* [PROBLEM]:
In the data below, find the line with "outline table leg foot" and output it along with every later line, exactly, but not the pictures.

Stored data:

—————

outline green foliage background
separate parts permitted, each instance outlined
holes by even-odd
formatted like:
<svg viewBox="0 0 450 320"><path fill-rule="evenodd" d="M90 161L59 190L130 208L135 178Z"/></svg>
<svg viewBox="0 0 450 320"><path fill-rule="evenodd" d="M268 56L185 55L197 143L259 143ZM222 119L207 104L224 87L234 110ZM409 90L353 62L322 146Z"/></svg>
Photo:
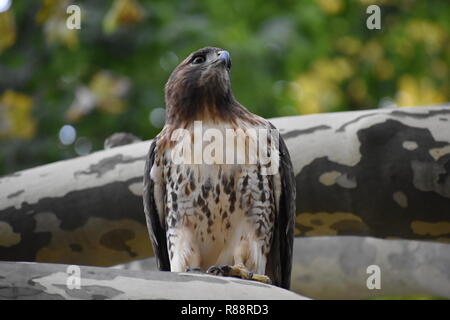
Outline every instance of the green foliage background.
<svg viewBox="0 0 450 320"><path fill-rule="evenodd" d="M66 28L70 4L80 30ZM371 4L381 30L366 27ZM204 46L231 53L235 96L267 118L446 102L449 18L448 0L13 0L0 13L0 175L77 156L65 124L92 151L118 131L152 138L171 70ZM85 113L79 88L97 97Z"/></svg>

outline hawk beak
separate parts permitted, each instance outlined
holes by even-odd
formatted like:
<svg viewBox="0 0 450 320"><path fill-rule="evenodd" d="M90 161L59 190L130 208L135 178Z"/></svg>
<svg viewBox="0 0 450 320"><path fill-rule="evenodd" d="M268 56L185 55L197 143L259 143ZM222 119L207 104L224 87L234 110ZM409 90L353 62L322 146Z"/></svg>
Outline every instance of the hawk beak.
<svg viewBox="0 0 450 320"><path fill-rule="evenodd" d="M228 70L231 69L231 57L230 53L226 50L222 50L218 52L219 57L217 58L217 61L221 61Z"/></svg>

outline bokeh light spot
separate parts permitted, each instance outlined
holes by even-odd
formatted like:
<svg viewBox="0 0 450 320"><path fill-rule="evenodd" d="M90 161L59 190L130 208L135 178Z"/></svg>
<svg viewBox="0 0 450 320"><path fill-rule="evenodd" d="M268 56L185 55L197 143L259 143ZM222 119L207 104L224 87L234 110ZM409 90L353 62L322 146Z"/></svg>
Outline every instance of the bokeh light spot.
<svg viewBox="0 0 450 320"><path fill-rule="evenodd" d="M77 138L77 131L71 125L65 125L59 130L59 141L63 145L72 144Z"/></svg>
<svg viewBox="0 0 450 320"><path fill-rule="evenodd" d="M80 137L75 142L75 152L79 156L85 156L92 151L92 142L86 137Z"/></svg>
<svg viewBox="0 0 450 320"><path fill-rule="evenodd" d="M150 123L155 128L164 127L164 123L166 121L166 109L164 108L155 108L150 112Z"/></svg>
<svg viewBox="0 0 450 320"><path fill-rule="evenodd" d="M11 0L0 0L0 12L8 11L11 7Z"/></svg>

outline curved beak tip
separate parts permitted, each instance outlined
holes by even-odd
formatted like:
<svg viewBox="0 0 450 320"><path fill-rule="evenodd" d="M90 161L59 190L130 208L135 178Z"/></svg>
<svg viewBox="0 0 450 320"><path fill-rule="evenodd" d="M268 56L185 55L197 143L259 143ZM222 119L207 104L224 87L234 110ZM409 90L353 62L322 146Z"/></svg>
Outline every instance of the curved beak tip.
<svg viewBox="0 0 450 320"><path fill-rule="evenodd" d="M218 59L222 60L228 69L231 69L231 56L228 51L226 51L226 50L220 51Z"/></svg>

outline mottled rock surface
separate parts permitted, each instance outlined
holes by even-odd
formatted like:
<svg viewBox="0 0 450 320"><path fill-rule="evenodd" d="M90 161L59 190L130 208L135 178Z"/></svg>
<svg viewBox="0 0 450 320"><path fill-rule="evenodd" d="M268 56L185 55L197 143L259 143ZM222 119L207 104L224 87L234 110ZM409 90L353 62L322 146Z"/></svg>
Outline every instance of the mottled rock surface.
<svg viewBox="0 0 450 320"><path fill-rule="evenodd" d="M69 265L0 262L0 299L301 300L298 294L236 278L194 273L131 271ZM73 268L73 267L72 267ZM80 289L76 289L76 284Z"/></svg>

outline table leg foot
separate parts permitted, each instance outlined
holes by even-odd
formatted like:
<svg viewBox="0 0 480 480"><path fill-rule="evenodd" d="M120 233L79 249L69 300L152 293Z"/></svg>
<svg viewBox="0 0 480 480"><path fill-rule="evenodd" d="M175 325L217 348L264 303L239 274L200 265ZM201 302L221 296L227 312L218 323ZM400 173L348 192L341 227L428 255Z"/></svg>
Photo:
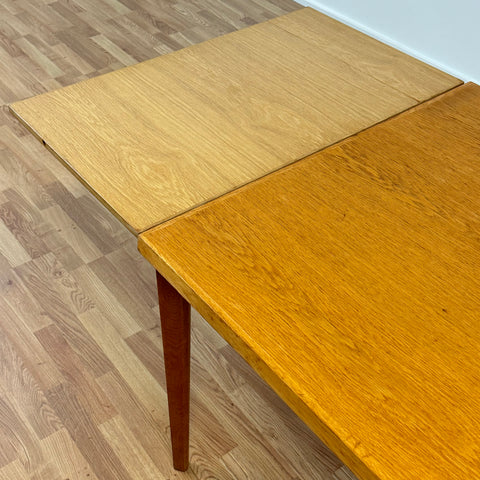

—————

* [ANSWER TO THE PROBLEM]:
outline table leg foot
separate parts permitted, each instance outlined
holes by even-odd
formatted like:
<svg viewBox="0 0 480 480"><path fill-rule="evenodd" d="M120 233L79 249L69 300L152 293Z"/></svg>
<svg viewBox="0 0 480 480"><path fill-rule="evenodd" d="M175 325L217 348L264 303L239 274L200 265ZM201 302L221 296L227 312L218 323ZM400 173L348 192L341 227L428 255Z"/></svg>
Photo:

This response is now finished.